Problem:
Starting at the beginning of the entries and stopping after the line that contains "point(113, 241)", write out every line again, requests included, and shift each coordinate in the answers by -41.

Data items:
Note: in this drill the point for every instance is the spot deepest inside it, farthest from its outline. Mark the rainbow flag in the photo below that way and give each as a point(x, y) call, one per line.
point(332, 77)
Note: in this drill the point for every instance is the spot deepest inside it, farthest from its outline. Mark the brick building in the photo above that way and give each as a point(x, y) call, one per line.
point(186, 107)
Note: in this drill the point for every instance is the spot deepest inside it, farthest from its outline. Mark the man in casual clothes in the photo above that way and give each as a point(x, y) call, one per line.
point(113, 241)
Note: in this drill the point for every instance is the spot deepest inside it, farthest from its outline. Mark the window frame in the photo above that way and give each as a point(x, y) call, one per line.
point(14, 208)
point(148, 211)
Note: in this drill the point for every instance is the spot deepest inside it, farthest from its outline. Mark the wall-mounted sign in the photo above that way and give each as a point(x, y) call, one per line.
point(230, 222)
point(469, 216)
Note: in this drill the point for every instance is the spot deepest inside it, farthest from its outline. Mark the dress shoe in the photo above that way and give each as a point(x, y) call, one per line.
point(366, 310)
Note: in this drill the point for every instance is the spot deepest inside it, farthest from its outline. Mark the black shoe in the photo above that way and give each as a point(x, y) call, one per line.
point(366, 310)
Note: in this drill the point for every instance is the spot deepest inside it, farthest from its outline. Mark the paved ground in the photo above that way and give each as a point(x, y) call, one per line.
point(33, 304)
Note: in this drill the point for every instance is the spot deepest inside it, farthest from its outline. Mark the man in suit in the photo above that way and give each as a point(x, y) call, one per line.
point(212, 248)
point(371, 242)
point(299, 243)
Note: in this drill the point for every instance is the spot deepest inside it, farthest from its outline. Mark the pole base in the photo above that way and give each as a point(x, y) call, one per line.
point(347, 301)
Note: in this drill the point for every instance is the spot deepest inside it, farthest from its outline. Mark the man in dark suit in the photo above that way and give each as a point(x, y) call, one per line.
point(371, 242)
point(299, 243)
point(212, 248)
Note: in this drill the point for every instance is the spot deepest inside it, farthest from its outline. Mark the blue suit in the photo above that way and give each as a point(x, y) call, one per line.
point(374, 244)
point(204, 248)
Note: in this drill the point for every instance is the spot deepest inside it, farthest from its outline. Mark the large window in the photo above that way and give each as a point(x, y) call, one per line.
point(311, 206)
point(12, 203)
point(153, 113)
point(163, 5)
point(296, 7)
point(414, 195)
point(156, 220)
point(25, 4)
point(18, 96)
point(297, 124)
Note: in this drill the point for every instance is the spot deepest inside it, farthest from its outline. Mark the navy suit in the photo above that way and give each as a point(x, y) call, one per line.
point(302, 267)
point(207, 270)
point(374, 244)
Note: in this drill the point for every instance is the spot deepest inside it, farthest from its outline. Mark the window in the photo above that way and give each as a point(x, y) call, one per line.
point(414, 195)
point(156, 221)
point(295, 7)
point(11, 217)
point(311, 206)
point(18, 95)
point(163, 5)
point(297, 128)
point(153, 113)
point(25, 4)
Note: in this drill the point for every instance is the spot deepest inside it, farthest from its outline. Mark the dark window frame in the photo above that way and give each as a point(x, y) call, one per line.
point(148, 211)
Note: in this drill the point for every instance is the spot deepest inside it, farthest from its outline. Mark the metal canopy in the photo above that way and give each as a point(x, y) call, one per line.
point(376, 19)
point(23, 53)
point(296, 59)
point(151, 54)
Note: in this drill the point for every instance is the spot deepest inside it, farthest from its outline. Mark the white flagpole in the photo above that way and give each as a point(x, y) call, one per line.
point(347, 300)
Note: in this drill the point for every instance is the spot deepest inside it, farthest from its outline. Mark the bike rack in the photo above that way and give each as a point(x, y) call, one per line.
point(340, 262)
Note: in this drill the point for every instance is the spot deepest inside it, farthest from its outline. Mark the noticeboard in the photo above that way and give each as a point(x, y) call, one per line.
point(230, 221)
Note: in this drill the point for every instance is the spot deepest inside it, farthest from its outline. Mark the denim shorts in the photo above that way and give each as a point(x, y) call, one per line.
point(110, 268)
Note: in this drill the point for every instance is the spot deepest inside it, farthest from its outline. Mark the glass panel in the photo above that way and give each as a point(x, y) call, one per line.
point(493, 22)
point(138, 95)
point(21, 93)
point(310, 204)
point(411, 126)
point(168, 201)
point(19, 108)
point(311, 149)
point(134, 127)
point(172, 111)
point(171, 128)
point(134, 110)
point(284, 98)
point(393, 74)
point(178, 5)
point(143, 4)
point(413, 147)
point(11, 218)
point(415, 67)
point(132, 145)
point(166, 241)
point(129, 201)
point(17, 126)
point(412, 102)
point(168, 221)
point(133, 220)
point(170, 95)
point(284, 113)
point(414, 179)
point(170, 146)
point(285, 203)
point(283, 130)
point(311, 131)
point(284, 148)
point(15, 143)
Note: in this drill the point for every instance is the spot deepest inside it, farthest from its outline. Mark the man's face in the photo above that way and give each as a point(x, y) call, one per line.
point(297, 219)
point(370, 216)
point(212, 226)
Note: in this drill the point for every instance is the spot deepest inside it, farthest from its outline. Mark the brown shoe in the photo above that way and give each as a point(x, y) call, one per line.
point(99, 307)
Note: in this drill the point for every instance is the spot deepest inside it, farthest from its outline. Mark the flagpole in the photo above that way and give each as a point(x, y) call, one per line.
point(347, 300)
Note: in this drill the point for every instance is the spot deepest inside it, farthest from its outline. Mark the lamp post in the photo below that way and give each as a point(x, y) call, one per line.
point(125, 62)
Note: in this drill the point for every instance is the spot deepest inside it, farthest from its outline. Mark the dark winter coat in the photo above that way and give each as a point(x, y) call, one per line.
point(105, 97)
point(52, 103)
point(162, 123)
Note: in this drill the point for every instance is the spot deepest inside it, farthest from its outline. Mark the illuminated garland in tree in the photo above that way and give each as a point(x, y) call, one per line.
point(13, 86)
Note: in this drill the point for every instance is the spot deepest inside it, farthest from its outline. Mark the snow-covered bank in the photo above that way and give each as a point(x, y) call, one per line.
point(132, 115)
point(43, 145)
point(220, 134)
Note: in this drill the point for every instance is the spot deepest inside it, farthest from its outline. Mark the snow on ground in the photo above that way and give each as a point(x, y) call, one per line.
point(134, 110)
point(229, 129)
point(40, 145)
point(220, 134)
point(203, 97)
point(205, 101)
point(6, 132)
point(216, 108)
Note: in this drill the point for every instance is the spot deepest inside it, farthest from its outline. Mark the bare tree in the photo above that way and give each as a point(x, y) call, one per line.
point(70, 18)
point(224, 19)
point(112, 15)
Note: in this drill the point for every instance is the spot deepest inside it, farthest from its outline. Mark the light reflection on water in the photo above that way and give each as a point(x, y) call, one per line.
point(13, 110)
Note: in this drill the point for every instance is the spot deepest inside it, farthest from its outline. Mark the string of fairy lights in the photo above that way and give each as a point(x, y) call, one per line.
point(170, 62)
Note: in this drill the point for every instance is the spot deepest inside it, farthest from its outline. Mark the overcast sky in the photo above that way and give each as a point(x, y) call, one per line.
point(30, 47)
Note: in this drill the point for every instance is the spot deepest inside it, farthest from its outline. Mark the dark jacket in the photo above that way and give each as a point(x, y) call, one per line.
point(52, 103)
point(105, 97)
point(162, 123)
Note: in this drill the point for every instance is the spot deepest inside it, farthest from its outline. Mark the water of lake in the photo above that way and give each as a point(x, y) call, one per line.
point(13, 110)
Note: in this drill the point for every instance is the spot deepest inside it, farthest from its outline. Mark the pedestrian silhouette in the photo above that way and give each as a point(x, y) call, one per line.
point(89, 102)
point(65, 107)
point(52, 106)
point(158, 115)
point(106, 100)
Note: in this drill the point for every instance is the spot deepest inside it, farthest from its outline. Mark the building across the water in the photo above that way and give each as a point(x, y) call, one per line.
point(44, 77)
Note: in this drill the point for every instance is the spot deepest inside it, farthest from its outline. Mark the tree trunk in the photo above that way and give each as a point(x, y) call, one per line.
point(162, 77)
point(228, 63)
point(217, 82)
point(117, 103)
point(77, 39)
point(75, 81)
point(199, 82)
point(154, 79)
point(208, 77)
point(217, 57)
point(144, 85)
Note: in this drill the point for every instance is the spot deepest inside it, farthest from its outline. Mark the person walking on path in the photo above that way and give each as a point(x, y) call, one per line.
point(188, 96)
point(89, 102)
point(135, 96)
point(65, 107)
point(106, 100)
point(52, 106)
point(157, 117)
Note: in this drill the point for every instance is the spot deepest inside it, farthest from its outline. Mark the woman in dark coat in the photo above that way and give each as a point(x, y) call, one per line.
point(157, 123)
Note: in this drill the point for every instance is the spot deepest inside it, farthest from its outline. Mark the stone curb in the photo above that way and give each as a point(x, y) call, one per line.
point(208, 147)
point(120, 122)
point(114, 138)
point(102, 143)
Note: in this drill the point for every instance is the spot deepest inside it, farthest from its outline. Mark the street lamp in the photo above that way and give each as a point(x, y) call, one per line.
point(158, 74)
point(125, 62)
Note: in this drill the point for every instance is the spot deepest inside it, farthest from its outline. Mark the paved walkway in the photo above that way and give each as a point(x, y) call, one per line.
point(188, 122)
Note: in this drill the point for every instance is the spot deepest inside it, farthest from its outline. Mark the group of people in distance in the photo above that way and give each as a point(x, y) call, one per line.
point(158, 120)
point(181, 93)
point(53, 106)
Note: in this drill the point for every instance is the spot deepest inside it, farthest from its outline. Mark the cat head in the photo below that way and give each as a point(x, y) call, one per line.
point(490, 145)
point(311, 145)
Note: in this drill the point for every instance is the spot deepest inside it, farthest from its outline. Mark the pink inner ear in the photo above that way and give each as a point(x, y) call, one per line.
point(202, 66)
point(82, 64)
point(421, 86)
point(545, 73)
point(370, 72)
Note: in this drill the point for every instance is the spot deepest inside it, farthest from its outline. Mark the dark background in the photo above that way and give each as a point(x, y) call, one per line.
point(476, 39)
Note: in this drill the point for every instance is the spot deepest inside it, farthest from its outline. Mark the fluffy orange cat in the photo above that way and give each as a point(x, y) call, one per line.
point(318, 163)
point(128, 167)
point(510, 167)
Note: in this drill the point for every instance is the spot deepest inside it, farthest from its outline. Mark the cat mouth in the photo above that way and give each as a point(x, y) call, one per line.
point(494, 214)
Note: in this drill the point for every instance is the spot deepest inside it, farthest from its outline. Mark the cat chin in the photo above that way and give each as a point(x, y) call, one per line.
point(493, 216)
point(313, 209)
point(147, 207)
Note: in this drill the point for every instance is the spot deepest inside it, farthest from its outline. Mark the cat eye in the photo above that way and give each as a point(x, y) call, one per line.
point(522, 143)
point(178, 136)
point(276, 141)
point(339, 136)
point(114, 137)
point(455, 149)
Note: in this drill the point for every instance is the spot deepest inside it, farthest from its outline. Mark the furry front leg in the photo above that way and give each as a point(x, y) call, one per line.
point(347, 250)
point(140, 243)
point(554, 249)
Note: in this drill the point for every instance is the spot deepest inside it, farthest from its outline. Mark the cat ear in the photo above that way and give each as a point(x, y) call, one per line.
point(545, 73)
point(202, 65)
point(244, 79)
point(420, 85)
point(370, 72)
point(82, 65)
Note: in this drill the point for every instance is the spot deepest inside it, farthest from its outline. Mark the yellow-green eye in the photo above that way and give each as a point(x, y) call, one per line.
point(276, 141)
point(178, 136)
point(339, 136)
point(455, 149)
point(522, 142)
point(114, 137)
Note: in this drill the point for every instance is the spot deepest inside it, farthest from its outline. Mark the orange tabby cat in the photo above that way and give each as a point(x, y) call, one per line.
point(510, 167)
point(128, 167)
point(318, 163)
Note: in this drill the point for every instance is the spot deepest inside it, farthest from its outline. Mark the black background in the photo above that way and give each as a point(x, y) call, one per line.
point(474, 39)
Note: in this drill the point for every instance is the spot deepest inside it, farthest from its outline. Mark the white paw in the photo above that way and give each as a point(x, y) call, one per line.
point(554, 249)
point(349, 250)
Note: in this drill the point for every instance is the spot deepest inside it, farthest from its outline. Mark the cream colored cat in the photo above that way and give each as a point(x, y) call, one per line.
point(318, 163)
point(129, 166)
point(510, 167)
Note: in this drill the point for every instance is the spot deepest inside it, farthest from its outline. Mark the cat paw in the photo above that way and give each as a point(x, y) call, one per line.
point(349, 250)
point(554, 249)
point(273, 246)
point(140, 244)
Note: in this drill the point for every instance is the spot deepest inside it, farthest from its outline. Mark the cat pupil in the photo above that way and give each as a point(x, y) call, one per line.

Task response:
Note: in this drill the point for every instance is the spot deepest inside it, farthest from its outline. Mark the rainbow flag in the photo below that way and give each as a point(x, y) call, one per line.
point(291, 36)
Note: in this drill the point for every instance is the spot deepest inside it, farthest from its outline. Mark the brick building in the photo above that way and give each as a point(x, y) call, one per line.
point(145, 66)
Note: in this drill the point for every instance is the spot deepest inside it, farthest from its outline. Mark the man in casual clothes in the photo above that way and give each as a point(x, y) call, one per line.
point(72, 200)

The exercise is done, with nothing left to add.